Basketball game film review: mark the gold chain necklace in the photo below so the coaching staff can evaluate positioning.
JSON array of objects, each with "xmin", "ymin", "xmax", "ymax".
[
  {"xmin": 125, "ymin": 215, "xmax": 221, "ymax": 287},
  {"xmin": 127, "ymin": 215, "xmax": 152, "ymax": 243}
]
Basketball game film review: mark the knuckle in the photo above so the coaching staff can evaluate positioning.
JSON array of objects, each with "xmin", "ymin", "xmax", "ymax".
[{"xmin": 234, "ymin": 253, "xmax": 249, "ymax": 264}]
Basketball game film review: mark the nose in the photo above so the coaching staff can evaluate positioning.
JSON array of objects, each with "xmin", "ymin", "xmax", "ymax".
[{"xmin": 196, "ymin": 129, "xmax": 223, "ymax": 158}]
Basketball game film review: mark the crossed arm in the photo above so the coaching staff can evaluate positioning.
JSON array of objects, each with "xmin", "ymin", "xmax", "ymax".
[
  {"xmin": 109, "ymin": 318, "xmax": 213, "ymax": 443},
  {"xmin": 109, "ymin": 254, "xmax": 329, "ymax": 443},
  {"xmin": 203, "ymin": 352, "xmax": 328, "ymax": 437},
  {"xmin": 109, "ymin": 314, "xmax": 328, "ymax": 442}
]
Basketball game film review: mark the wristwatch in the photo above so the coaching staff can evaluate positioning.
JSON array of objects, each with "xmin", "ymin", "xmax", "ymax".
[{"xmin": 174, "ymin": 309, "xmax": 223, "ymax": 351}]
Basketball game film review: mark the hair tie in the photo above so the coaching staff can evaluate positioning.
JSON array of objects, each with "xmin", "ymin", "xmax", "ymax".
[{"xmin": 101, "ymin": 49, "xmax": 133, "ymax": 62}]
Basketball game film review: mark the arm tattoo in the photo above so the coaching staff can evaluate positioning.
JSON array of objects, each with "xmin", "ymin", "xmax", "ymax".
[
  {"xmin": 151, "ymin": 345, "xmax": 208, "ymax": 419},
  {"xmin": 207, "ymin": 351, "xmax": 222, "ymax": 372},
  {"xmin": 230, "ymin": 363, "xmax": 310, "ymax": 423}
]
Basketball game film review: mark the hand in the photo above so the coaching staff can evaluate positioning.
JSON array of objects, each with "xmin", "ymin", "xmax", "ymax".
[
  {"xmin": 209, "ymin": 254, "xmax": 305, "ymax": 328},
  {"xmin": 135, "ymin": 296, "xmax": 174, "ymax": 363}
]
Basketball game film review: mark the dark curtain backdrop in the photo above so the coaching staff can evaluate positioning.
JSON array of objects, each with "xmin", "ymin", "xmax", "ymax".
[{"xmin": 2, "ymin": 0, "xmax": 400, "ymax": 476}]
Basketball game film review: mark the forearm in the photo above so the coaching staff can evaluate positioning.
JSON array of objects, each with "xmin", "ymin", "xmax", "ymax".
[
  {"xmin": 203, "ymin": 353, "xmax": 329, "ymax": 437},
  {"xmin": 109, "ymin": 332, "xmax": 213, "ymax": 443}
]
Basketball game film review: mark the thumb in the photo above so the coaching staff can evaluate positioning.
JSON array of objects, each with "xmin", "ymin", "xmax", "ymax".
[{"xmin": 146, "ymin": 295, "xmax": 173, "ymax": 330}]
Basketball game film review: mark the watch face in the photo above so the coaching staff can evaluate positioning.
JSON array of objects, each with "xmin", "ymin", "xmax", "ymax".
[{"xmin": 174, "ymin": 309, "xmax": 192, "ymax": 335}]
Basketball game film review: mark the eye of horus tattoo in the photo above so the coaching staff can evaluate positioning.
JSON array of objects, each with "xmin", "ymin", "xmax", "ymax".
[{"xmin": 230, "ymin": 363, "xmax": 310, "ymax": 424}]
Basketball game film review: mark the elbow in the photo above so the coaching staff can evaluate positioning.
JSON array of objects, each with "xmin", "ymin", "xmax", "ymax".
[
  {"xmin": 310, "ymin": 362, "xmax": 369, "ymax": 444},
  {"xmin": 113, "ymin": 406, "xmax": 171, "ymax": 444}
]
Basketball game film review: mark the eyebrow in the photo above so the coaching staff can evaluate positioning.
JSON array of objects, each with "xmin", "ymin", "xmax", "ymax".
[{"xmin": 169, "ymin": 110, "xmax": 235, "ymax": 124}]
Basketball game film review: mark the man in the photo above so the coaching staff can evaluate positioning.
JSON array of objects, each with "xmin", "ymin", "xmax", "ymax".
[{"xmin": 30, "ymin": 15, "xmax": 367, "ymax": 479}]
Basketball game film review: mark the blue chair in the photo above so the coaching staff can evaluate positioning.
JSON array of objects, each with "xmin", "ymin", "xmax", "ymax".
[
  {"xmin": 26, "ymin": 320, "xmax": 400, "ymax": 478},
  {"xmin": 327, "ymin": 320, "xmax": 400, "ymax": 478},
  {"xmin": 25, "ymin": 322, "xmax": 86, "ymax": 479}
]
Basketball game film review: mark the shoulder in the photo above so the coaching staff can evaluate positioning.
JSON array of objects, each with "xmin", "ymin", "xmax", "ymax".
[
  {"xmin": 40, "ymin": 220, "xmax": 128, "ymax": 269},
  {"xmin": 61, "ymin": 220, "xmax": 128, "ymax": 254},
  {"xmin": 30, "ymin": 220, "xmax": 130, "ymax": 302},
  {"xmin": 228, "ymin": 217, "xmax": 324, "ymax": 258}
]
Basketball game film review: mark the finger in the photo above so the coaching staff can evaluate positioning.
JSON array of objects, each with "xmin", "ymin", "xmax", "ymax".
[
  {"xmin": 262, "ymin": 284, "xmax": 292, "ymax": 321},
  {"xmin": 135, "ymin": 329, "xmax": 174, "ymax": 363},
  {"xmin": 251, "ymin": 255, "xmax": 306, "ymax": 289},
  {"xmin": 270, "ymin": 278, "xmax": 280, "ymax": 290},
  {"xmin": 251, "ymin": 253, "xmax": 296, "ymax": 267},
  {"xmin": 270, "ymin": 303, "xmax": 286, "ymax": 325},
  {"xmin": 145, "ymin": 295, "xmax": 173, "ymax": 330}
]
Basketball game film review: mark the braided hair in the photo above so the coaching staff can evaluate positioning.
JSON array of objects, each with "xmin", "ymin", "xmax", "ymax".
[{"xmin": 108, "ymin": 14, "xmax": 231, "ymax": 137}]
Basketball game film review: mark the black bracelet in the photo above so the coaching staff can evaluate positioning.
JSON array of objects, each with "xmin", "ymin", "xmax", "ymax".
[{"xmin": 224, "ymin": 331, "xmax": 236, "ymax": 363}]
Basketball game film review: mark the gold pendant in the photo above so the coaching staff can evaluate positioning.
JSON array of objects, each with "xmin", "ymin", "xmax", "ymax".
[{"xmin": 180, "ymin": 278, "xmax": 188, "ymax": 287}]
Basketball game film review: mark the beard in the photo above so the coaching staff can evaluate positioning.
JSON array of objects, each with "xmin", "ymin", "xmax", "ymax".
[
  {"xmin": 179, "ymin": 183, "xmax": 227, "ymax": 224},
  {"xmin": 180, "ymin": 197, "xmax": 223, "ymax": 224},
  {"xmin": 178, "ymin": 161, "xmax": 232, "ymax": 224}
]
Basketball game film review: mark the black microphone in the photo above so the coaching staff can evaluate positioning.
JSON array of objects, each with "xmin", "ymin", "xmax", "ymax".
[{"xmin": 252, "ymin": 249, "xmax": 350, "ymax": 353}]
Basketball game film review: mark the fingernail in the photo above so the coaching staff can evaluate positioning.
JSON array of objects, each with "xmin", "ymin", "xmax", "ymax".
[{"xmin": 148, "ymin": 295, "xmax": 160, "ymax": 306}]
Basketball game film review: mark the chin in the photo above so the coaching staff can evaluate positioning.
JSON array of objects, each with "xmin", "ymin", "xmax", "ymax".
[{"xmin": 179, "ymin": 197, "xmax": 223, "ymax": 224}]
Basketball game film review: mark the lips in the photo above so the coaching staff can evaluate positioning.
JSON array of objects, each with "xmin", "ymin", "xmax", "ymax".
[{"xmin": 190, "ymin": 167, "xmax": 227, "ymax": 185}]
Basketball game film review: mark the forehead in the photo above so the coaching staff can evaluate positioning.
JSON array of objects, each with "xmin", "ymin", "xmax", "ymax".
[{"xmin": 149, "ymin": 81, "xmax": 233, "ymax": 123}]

### Task objective
Count the lines in the entries above where the string "gold" shows up, and give that number only.

### Response to the exercise
2